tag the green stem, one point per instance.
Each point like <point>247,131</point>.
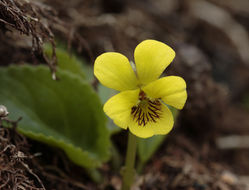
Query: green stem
<point>129,171</point>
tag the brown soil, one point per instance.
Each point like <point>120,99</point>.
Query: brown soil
<point>211,43</point>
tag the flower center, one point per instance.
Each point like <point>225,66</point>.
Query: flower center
<point>146,110</point>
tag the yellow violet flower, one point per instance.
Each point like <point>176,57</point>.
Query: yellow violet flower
<point>142,102</point>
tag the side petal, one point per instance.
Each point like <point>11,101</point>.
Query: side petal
<point>162,126</point>
<point>172,90</point>
<point>151,59</point>
<point>114,71</point>
<point>118,107</point>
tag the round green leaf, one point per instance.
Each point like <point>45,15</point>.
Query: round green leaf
<point>65,113</point>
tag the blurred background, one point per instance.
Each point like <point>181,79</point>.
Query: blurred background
<point>209,147</point>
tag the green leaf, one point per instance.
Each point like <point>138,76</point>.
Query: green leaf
<point>65,113</point>
<point>147,147</point>
<point>74,65</point>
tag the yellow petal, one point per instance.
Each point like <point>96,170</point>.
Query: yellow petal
<point>162,126</point>
<point>151,59</point>
<point>172,90</point>
<point>118,107</point>
<point>114,71</point>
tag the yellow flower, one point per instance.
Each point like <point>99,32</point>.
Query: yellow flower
<point>142,102</point>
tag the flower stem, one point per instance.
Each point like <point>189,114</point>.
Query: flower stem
<point>129,171</point>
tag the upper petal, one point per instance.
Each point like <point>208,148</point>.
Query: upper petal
<point>172,90</point>
<point>151,59</point>
<point>162,126</point>
<point>114,71</point>
<point>118,107</point>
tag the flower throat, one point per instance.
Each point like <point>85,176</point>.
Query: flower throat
<point>146,110</point>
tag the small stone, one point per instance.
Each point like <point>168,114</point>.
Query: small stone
<point>229,178</point>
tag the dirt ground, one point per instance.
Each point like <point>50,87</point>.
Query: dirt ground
######
## Goal:
Rewrite every line from the one with "tag the small stone, one point per instance." through the last line, increasing each answer point's coordinates by 3. Leave the points after "Each point like" unchanged.

## Final result:
tag the small stone, one point per instance.
Each point like <point>168,114</point>.
Query: small stone
<point>232,181</point>
tag the dirt ground, one point per instance.
Each point like <point>50,87</point>.
Query: dirt ground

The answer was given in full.